──────── Records ────────

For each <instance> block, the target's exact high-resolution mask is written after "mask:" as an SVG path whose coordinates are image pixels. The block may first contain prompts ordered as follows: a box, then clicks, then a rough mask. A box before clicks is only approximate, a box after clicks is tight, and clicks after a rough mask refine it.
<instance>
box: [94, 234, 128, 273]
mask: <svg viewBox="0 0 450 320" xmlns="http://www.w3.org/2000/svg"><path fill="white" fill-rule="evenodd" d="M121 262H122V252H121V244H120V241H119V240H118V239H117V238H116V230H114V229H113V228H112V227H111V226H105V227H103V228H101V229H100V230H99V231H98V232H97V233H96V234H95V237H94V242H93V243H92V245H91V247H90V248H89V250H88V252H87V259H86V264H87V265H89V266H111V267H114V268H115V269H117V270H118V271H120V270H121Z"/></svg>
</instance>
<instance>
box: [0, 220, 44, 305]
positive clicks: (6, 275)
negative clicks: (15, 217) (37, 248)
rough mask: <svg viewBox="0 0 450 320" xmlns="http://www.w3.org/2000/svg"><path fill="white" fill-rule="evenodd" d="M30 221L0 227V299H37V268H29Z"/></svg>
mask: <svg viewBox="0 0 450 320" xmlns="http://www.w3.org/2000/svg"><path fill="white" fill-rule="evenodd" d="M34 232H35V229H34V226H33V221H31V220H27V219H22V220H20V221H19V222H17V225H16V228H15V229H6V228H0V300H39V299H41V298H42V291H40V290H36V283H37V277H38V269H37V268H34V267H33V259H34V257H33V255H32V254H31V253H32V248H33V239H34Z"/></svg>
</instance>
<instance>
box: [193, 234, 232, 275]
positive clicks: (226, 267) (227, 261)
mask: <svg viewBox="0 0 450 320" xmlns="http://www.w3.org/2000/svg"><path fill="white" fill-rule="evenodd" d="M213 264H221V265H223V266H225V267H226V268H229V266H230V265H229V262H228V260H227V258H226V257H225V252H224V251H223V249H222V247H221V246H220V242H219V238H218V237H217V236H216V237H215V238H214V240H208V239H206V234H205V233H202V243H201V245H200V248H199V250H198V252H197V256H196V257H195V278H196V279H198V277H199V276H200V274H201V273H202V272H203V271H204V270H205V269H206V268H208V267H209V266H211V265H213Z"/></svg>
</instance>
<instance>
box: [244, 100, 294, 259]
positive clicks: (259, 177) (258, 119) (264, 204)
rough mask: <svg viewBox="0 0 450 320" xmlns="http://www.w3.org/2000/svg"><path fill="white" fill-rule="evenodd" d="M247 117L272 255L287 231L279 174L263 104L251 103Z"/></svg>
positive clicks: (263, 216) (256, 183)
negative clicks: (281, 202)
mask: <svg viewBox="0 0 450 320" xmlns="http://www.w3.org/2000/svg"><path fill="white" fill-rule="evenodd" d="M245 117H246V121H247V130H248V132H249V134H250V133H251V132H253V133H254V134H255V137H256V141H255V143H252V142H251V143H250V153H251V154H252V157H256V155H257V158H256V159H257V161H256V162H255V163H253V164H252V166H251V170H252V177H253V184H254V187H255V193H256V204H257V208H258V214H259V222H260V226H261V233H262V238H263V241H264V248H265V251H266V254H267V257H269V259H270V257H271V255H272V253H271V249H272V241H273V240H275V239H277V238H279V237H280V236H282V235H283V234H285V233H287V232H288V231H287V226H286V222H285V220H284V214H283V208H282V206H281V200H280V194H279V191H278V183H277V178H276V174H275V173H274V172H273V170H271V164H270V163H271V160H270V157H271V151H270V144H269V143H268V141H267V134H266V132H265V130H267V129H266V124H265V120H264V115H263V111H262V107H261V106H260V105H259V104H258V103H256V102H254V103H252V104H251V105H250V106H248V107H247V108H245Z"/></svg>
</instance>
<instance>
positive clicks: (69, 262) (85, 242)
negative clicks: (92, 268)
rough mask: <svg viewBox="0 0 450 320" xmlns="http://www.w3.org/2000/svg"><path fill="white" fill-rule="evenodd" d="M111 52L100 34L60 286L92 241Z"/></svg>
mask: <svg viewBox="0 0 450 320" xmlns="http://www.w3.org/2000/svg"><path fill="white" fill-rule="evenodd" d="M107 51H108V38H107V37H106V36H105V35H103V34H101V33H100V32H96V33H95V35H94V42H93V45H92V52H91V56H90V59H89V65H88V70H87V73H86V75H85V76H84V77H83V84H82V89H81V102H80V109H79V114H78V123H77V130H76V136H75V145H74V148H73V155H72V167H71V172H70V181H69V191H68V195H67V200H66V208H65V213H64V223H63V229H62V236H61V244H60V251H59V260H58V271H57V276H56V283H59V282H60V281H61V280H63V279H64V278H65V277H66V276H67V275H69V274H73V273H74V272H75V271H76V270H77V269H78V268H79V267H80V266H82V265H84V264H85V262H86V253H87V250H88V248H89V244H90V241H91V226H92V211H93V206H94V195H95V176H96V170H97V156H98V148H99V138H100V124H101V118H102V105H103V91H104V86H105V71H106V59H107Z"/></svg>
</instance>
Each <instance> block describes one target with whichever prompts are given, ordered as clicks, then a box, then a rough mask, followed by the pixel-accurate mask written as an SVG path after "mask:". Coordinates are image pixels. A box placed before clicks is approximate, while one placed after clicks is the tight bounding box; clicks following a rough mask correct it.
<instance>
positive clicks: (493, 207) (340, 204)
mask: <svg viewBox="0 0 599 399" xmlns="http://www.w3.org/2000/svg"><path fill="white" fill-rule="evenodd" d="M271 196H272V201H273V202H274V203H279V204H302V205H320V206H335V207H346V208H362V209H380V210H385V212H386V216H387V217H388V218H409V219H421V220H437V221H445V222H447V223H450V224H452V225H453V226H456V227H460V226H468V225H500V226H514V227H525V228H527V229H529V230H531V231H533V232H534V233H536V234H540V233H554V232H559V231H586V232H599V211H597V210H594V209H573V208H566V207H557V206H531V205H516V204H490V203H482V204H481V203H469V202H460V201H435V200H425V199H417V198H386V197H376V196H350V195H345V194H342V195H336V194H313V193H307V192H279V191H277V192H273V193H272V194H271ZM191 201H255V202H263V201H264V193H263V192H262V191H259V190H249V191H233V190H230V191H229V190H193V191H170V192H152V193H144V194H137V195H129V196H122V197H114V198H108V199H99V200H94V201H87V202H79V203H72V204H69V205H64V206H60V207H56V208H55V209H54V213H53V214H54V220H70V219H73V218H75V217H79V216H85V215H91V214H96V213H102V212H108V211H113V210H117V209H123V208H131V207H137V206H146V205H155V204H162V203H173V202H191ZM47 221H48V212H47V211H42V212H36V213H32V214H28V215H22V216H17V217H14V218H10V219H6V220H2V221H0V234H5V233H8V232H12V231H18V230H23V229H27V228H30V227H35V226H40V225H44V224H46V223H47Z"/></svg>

────────

Your assignment. When you reply, retype each line exactly as it appears above.

Solution to the exercise.
For each <instance> block, the target's exact high-resolution mask is written after "mask:" as an SVG path whose coordinates are image pixels. The block may first contain prompts ordered as follows: a box, then clicks, then a rough mask. A box before clicks is only approximate, a box after clicks is tight, and clicks after a rough mask refine it.
<instance>
box: [94, 234, 128, 273]
mask: <svg viewBox="0 0 450 320" xmlns="http://www.w3.org/2000/svg"><path fill="white" fill-rule="evenodd" d="M121 262H122V252H121V244H120V241H119V240H118V239H117V238H116V230H114V229H113V228H112V227H111V226H105V227H103V228H101V229H100V230H99V231H98V232H97V233H96V234H95V237H94V242H93V243H92V245H91V247H90V248H89V250H88V252H87V259H86V264H87V265H89V266H111V267H114V268H115V269H117V270H118V271H120V270H121Z"/></svg>
</instance>
<instance>
box: [0, 220, 44, 305]
positive clicks: (6, 275)
negative clicks: (15, 217) (37, 248)
rough mask: <svg viewBox="0 0 450 320" xmlns="http://www.w3.org/2000/svg"><path fill="white" fill-rule="evenodd" d="M30 221L0 227V299H37V268H29Z"/></svg>
mask: <svg viewBox="0 0 450 320" xmlns="http://www.w3.org/2000/svg"><path fill="white" fill-rule="evenodd" d="M34 232H35V229H34V226H33V221H31V220H27V219H22V220H20V221H19V222H17V225H16V228H15V229H6V228H0V300H39V299H41V298H42V291H40V290H36V283H37V277H38V269H37V268H34V267H33V259H34V257H33V255H32V254H31V253H32V248H33V239H34Z"/></svg>
</instance>
<instance>
box: [193, 234, 232, 275]
positive clicks: (226, 267) (227, 261)
mask: <svg viewBox="0 0 450 320" xmlns="http://www.w3.org/2000/svg"><path fill="white" fill-rule="evenodd" d="M213 264H221V265H223V266H225V267H226V268H229V266H230V265H229V262H228V260H227V258H226V257H225V252H224V251H223V249H222V247H221V246H220V242H219V238H218V237H217V236H216V237H215V238H214V240H208V239H206V234H205V233H202V243H201V245H200V248H199V250H198V252H197V256H196V257H195V278H196V279H198V277H199V276H200V274H201V273H202V272H203V271H204V270H205V269H206V268H208V267H209V266H211V265H213Z"/></svg>
</instance>
<instance>
box: [244, 100, 294, 259]
positive clicks: (259, 177) (258, 119) (264, 204)
rough mask: <svg viewBox="0 0 450 320" xmlns="http://www.w3.org/2000/svg"><path fill="white" fill-rule="evenodd" d="M247 117L272 255L287 231L279 174L263 104L251 103Z"/></svg>
positive clicks: (263, 216) (256, 183)
negative clicks: (281, 202)
mask: <svg viewBox="0 0 450 320" xmlns="http://www.w3.org/2000/svg"><path fill="white" fill-rule="evenodd" d="M245 117H246V121H247V130H248V132H249V134H250V133H251V132H253V133H254V134H255V137H256V141H255V143H252V142H251V143H250V153H251V154H252V157H256V155H257V158H256V159H257V161H256V162H255V163H253V164H252V166H251V170H252V177H253V184H254V187H255V193H256V204H257V208H258V214H259V222H260V226H261V233H262V238H263V241H264V248H265V251H266V254H267V257H269V259H270V257H271V255H272V253H271V249H272V241H273V240H275V239H277V238H279V237H280V236H282V235H283V234H285V233H287V232H288V231H287V226H286V222H285V220H284V214H283V208H282V206H281V200H280V194H279V191H278V183H277V178H276V174H275V173H274V172H273V170H271V164H270V163H271V160H270V157H271V151H270V144H269V143H268V141H267V134H266V132H265V130H267V129H266V124H265V120H264V115H263V111H262V107H261V106H260V105H259V104H258V103H256V102H254V103H252V104H251V105H250V106H248V107H247V108H245Z"/></svg>
</instance>
<instance>
positive clicks: (69, 262) (85, 242)
negative clicks: (92, 268)
rough mask: <svg viewBox="0 0 450 320" xmlns="http://www.w3.org/2000/svg"><path fill="white" fill-rule="evenodd" d="M111 52L100 34L60 286L92 241Z"/></svg>
mask: <svg viewBox="0 0 450 320" xmlns="http://www.w3.org/2000/svg"><path fill="white" fill-rule="evenodd" d="M107 51H108V38H107V37H106V36H105V35H103V34H101V33H100V32H96V33H95V35H94V42H93V45H92V52H91V56H90V59H89V65H88V70H87V73H86V75H85V76H84V77H83V84H82V89H81V102H80V109H79V114H78V123H77V130H76V136H75V145H74V148H73V155H72V167H71V172H70V181H69V191H68V195H67V200H66V208H65V213H64V223H63V229H62V236H61V244H60V251H59V260H58V271H57V276H56V283H59V282H60V281H61V280H63V279H64V278H65V277H66V276H67V275H69V274H73V273H74V272H75V271H76V270H77V269H78V268H79V267H80V266H82V265H84V264H85V262H86V253H87V250H88V248H89V244H90V241H91V226H92V211H93V206H94V195H95V176H96V170H97V156H98V148H99V138H100V124H101V118H102V105H103V91H104V86H105V71H106V59H107Z"/></svg>
</instance>
Each <instance> block describes one target with whichever prompts are given, ordered as clicks, then a box, then a rough mask, followed by the pixel-accurate mask written as an SVG path after "mask:". Coordinates are image pixels. A box placed before clicks is approximate, while one placed after clicks is the tight bounding box; clicks following a rough mask correct it.
<instance>
positive clicks: (493, 207) (340, 204)
mask: <svg viewBox="0 0 599 399" xmlns="http://www.w3.org/2000/svg"><path fill="white" fill-rule="evenodd" d="M271 196H272V201H273V202H274V203H279V204H302V205H320V206H335V207H346V208H362V209H380V210H385V212H386V216H387V217H388V218H409V219H421V220H437V221H445V222H447V223H450V224H452V225H453V226H456V227H460V226H468V225H500V226H514V227H525V228H527V229H529V230H531V231H533V232H534V233H536V234H540V233H554V232H559V231H586V232H599V211H597V210H594V209H573V208H566V207H557V206H531V205H516V204H490V203H482V204H481V203H469V202H460V201H435V200H425V199H417V198H386V197H376V196H350V195H345V194H342V195H336V194H313V193H307V192H279V191H277V192H273V193H272V194H271ZM191 201H255V202H263V201H264V193H263V192H262V191H259V190H249V191H233V190H230V191H229V190H193V191H170V192H152V193H144V194H137V195H129V196H122V197H114V198H108V199H99V200H94V201H87V202H79V203H72V204H69V205H64V206H60V207H56V208H55V209H54V213H53V214H54V220H70V219H73V218H75V217H79V216H85V215H91V214H96V213H102V212H108V211H113V210H117V209H123V208H131V207H137V206H146V205H155V204H162V203H173V202H191ZM47 221H48V212H47V211H42V212H36V213H32V214H28V215H22V216H17V217H14V218H10V219H6V220H2V221H0V234H5V233H8V232H12V231H18V230H23V229H27V228H30V227H35V226H40V225H44V224H46V223H47Z"/></svg>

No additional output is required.